§ **TASK STATEMENT**
Copy out every line of the records where the string "Trace" occurs.

§ **PROVIDED RECORDS**
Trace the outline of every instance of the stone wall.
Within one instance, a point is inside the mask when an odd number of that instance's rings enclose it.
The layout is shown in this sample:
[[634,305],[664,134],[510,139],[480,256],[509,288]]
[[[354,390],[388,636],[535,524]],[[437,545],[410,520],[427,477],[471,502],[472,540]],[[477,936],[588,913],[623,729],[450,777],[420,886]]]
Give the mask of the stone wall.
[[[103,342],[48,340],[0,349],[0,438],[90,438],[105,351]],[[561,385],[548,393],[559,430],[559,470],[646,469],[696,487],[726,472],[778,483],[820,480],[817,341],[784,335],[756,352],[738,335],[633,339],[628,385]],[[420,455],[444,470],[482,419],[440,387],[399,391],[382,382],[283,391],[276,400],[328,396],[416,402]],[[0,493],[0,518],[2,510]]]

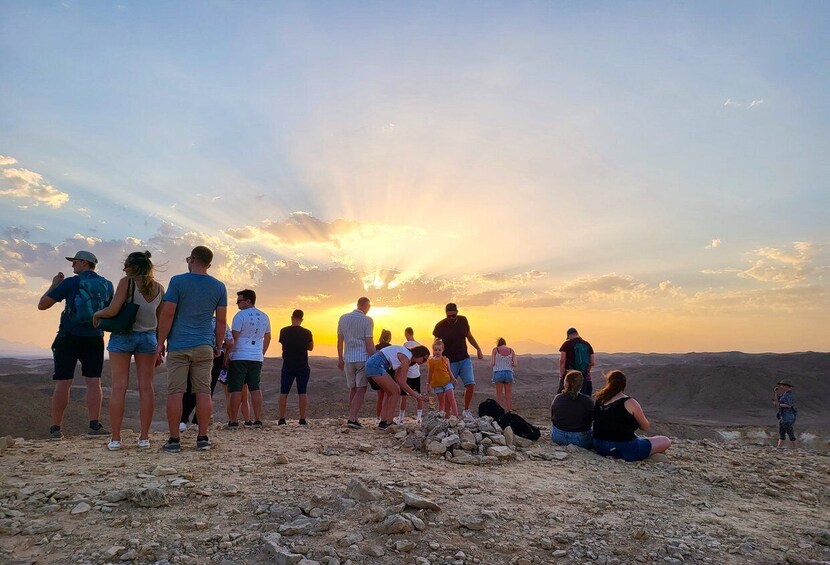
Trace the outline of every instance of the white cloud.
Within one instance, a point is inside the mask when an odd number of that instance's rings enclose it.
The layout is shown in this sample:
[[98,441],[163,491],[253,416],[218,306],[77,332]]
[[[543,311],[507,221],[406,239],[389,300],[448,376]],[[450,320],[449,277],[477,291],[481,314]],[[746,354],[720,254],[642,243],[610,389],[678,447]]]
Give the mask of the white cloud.
[[720,247],[720,239],[713,239],[712,242],[706,246],[706,249],[717,249]]
[[738,273],[738,276],[792,285],[806,278],[813,253],[814,246],[803,241],[794,242],[792,250],[761,247],[749,253],[752,266]]
[[757,108],[758,106],[760,106],[763,103],[764,103],[763,100],[753,100],[752,102],[749,103],[749,108],[750,109],[751,108]]
[[29,200],[30,205],[45,204],[52,208],[60,208],[69,201],[67,193],[44,181],[38,173],[18,168],[5,168],[0,171],[0,196],[24,198]]
[[0,155],[0,167],[5,167],[6,165],[14,165],[15,163],[17,163],[17,159],[15,159],[14,157]]
[[740,108],[741,103],[740,102],[735,102],[731,98],[727,98],[726,102],[723,103],[723,107],[724,108]]

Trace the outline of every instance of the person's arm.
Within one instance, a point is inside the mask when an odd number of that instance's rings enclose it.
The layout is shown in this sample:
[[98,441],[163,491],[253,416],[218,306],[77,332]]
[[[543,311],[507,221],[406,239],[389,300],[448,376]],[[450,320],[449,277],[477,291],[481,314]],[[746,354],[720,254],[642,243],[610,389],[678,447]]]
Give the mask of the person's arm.
[[395,382],[412,398],[422,401],[427,400],[426,396],[422,396],[420,392],[412,390],[412,387],[406,382],[406,374],[409,372],[409,358],[403,353],[398,353],[398,360],[401,362],[401,366],[395,370]]
[[516,351],[514,349],[510,350],[510,364],[513,367],[518,367],[519,366],[519,360],[516,359]]
[[176,314],[176,303],[175,302],[162,302],[161,303],[161,314],[158,317],[159,325],[158,325],[158,347],[156,348],[156,358],[157,361],[161,361],[164,358],[164,342],[167,341],[167,336],[170,335],[170,328],[173,327],[173,316]]
[[559,378],[560,379],[565,378],[565,373],[566,373],[565,367],[567,367],[567,365],[568,365],[568,354],[565,353],[564,351],[561,351],[559,353]]
[[[213,346],[213,356],[219,357],[222,354],[222,346],[219,345],[222,343],[222,340],[225,339],[225,328],[228,326],[228,307],[227,306],[217,306],[216,307],[216,329],[213,332],[213,343],[216,345]],[[236,338],[236,336],[234,336]]]
[[233,343],[231,343],[231,346],[228,347],[227,357],[225,357],[225,359],[227,359],[228,361],[230,361],[231,357],[233,357],[233,350],[236,348],[236,344],[239,342],[240,333],[242,332],[238,330],[231,330],[231,335],[233,336]]
[[308,332],[308,350],[314,351],[314,336]]
[[268,352],[268,346],[271,345],[271,332],[267,332],[262,336],[262,356]]
[[112,297],[109,306],[98,310],[92,315],[92,325],[98,327],[98,320],[101,318],[112,318],[121,311],[121,307],[127,302],[127,290],[130,287],[130,279],[123,277],[118,281],[118,287],[115,289],[115,295]]
[[593,367],[595,364],[596,364],[596,363],[595,363],[595,361],[594,361],[594,354],[593,354],[593,353],[591,353],[591,357],[590,357],[590,359],[588,360],[588,372],[589,372],[589,373],[591,372],[591,367]]
[[637,420],[637,425],[640,426],[640,429],[644,432],[647,432],[651,424],[646,418],[646,415],[643,414],[643,407],[640,406],[640,403],[634,400],[633,398],[629,398],[625,401],[625,409],[628,410],[628,413],[634,416],[634,419]]
[[58,273],[52,277],[52,284],[49,285],[49,288],[46,289],[46,292],[43,293],[43,296],[40,297],[40,301],[37,303],[38,310],[48,310],[58,303],[57,300],[49,296],[49,293],[58,288],[58,285],[63,282],[63,279],[63,273]]
[[375,354],[375,344],[372,343],[372,336],[367,337],[363,341],[366,342],[366,355],[371,357]]
[[432,374],[435,369],[432,368],[432,363],[427,361],[427,394],[432,395]]
[[476,348],[476,356],[479,359],[484,359],[484,353],[481,352],[481,348],[478,346],[478,342],[476,342],[476,338],[473,337],[473,332],[467,330],[467,341],[470,342],[470,345]]
[[450,358],[446,355],[441,357],[441,360],[444,361],[444,366],[447,368],[447,374],[449,374],[450,378],[454,385],[458,384],[458,378],[452,374],[452,366],[450,366]]
[[337,334],[337,368],[342,370],[346,363],[343,361],[343,334]]
[[493,352],[490,354],[490,366],[491,366],[491,367],[495,367],[495,366],[496,366],[496,352],[497,352],[498,350],[499,350],[499,348],[498,348],[498,347],[494,347],[494,348],[493,348]]

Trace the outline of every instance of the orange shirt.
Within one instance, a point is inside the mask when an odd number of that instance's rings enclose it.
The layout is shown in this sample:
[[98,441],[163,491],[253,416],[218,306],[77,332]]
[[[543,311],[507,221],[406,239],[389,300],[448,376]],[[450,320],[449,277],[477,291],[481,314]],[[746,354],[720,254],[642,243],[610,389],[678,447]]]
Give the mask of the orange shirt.
[[427,367],[429,367],[430,388],[446,386],[452,382],[452,376],[450,376],[450,369],[447,367],[446,357],[441,357],[439,359],[430,357],[427,359]]

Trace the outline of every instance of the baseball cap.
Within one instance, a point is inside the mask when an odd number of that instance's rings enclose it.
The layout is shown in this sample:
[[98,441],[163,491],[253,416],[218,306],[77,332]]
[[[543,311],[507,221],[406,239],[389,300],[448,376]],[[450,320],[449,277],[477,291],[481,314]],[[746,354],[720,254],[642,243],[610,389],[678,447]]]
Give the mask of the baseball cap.
[[455,302],[450,302],[444,308],[444,312],[458,312],[458,306],[455,305]]
[[790,388],[792,388],[792,386],[793,386],[793,385],[791,385],[791,384],[790,384],[790,382],[789,382],[789,381],[778,381],[778,382],[777,382],[777,383],[775,383],[775,384],[777,384],[777,385],[784,385],[784,386],[788,386],[788,387],[790,387]]
[[303,319],[303,311],[299,310],[299,309],[294,310],[293,312],[291,312],[291,317],[302,320]]
[[67,261],[86,261],[87,263],[92,263],[93,265],[98,264],[98,257],[90,253],[89,251],[78,251],[75,253],[74,257],[66,257]]
[[567,335],[573,335],[573,334],[578,334],[578,333],[579,332],[576,331],[576,328],[568,328],[568,331],[566,332]]

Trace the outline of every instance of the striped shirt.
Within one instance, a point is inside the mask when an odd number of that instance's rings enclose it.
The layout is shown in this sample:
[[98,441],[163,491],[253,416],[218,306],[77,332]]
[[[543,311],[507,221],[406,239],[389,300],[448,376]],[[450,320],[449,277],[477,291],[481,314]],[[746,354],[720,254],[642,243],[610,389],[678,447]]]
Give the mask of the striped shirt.
[[510,355],[502,355],[496,349],[494,355],[495,363],[493,364],[493,372],[496,371],[512,371],[513,370],[513,350],[510,350]]
[[343,360],[346,363],[365,362],[366,338],[372,339],[375,323],[361,310],[354,310],[340,316],[337,322],[337,336],[343,336]]

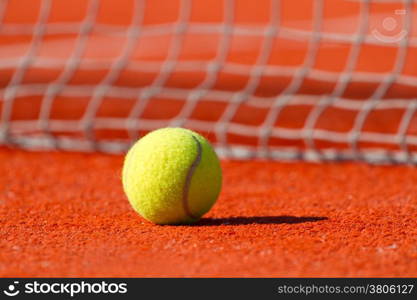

§ **RESPONSE TO THIS EXERCISE**
Trace the outline of every instance of the stone wall.
Trace the outline of every instance of the white cloud.
Trace the outline of every instance of the person's arm.
Trace the outline of every instance of the orange shirt.
Trace the outline of every instance of the baseball cap.
Trace the outline of every instance of the striped shirt.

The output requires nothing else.